## STUDY QUESTIONS
- 1) Revise the Thomas Harrison Hair article between "Thomas Harrison Hair (23" and "from Cherryburn, Northumberland.", inclusive, putting "printmaker" in place of "lithographer".
- 2) According to the Thomas Harrison Hair article, in which church was he baptized?
- 3) Resume the Thomas Harrison Hair article, picking up after its final sentence.

## SOURCE DOCUMENT
──────────────────────────────
= Thomas Harrison Hair =

British painter

Thomas Harrison Hair (23 December 1808 – 11 August 1875) was a British artist most famous for depictions of industrial scenes in north-eastern England in the first half of the nineteenth century.

==Life==
T.H. Hair (as he signed his work) was born in Newcastle upon Tyne or the nearby village of Newburn on 23 December 1808, the son of John Hair, a lamp-black maker and tanner from Scotswood, Newcastle upon Tyne, and Hannah Harrison. He was baptised at All Saints' Church, Newcastle upon Tyne on 22 January 1809. Little is known of his early life but he probably trained in the workshops of Mark Lambert (1781–1855), a Tyneside engraver and lithographer. Lambert had been assistant to Thomas Bewick (1753–1828), the famous wood engraver from Cherryburn, Northumberland.

Hair relocated to London in the late 1830s, and produced a body of work there, much of it referring to North East England. Three of his paintings were exhibited at the Royal Academy of Arts between 1841 and 1849, including one of Tynedale Fell, Cumberland, and another of Bothwell Castle, near Glasgow, suggesting he travelled more widely across northern Britain than just the coal-mining communities of Durham and Northumberland with which he was later primarily associated.
──────────────────────────────
## EXERCISE DATA
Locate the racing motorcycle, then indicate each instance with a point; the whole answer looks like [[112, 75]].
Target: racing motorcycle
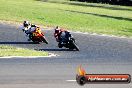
──────────────────────────────
## ANSWERS BY ITEM NUMBER
- 1)
Thomas Harrison Hair (23 December 1808 – 11 August 1875) was a British artist most famous for depictions of industrial scenes in north-eastern England in the first half of the nineteenth century.

==Life==
T.H. Hair (as he signed his work) was born in Newcastle upon Tyne or the nearby village of Newburn on 23 December 1808, the son of John Hair, a lamp-black maker and tanner from Scotswood, Newcastle upon Tyne, and Hannah Harrison. He was baptised at All Saints' Church, Newcastle upon Tyne on 22 January 1809. Little is known of his early life but he probably trained in the workshops of Mark Lambert (1781–1855), a Tyneside engraver and printmaker. Lambert had been assistant to Thomas Bewick (1753–1828), the famous wood engraver from Cherryburn, Northumberland.

- 2) All Saints' Church, Newcastle upon Tyne.

- 3)
In 1851 he was living and working at Taunton, Somerset. But he had returned to live and work in north-east England by the time of the 1861 census, which records him as an unmarried "Landscape Painter &c", boarding at a Gloucester Street house in Newcastle's Elswick district. He died on 11 August 1875 (not 1882 as stated by many biographies). He was buried in an unmarked grave in the churchyard of All Saints, Newcastle, where he had been baptised.

==Works==
Most of Hair's work consists of general landscapes, especially scenes in the North East of England. His most notable work however is a set of etchings published in Views of the Collieries ... of Northumberland and Durham (1844) giving rare insights into the visual impact of early nineteenth-century coal-mining and other industrial activities.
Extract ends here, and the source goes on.